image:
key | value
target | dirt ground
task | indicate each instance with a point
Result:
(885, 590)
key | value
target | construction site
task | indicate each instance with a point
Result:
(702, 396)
________________________
> **Written request**: Identify every line in the records that contains the word "target", and copy each of those lines.

> **Response to this exercise**:
target | dirt ground
target | construction site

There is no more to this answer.